(Data for processing Opens)

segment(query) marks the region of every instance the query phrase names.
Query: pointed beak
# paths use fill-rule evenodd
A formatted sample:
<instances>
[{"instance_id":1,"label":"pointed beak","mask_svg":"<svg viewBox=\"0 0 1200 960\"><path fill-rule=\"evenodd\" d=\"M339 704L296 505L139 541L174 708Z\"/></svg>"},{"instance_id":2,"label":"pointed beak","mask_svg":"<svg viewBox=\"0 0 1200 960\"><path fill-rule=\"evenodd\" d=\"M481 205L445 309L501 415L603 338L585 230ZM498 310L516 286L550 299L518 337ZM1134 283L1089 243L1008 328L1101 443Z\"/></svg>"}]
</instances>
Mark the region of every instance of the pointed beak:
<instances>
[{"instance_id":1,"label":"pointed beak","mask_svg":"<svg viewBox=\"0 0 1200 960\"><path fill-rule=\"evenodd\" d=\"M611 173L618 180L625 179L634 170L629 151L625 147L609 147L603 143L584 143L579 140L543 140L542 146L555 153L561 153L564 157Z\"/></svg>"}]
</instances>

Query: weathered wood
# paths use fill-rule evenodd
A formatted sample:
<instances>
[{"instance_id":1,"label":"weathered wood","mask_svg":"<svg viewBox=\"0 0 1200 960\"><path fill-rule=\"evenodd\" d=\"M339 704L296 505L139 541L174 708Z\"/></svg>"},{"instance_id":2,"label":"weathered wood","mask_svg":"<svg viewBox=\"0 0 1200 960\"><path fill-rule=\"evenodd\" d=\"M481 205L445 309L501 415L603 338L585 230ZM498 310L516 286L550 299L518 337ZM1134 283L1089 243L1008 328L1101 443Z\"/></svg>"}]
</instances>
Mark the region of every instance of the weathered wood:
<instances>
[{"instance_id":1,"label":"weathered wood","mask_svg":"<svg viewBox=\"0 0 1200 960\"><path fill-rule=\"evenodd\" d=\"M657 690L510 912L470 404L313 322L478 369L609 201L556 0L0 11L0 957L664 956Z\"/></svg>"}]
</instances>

(Data for processing Closes)

The records above are to be transcribed exactly and completely.

_Task response_:
segment(query) marks the region of every instance the query phrase names.
Query: pointed beak
# paths use fill-rule evenodd
A formatted sample:
<instances>
[{"instance_id":1,"label":"pointed beak","mask_svg":"<svg viewBox=\"0 0 1200 960\"><path fill-rule=\"evenodd\" d=\"M339 704L296 505L139 541L174 708Z\"/></svg>"},{"instance_id":2,"label":"pointed beak","mask_svg":"<svg viewBox=\"0 0 1200 960\"><path fill-rule=\"evenodd\" d=\"M481 205L445 309L501 415L603 338L585 230ZM498 310L516 286L550 299L518 337ZM1134 283L1089 243L1008 328L1101 443Z\"/></svg>"}]
</instances>
Mark the region of every instance of the pointed beak:
<instances>
[{"instance_id":1,"label":"pointed beak","mask_svg":"<svg viewBox=\"0 0 1200 960\"><path fill-rule=\"evenodd\" d=\"M611 173L618 180L625 179L634 170L629 151L625 147L609 147L603 143L584 143L579 140L543 140L542 146L555 153L561 153L564 157Z\"/></svg>"}]
</instances>

Query: weathered wood
# paths use fill-rule evenodd
A formatted sample:
<instances>
[{"instance_id":1,"label":"weathered wood","mask_svg":"<svg viewBox=\"0 0 1200 960\"><path fill-rule=\"evenodd\" d=\"M339 704L296 505L139 541L174 708Z\"/></svg>"},{"instance_id":2,"label":"weathered wood","mask_svg":"<svg viewBox=\"0 0 1200 960\"><path fill-rule=\"evenodd\" d=\"M481 205L445 309L501 415L603 338L585 230ZM498 310L516 286L550 299L518 337ZM1134 283L1089 243L1008 328L1101 443Z\"/></svg>"}]
</instances>
Mark the region of every instance of the weathered wood:
<instances>
[{"instance_id":1,"label":"weathered wood","mask_svg":"<svg viewBox=\"0 0 1200 960\"><path fill-rule=\"evenodd\" d=\"M657 690L510 912L470 404L313 322L478 369L609 201L556 0L0 11L0 957L664 956Z\"/></svg>"}]
</instances>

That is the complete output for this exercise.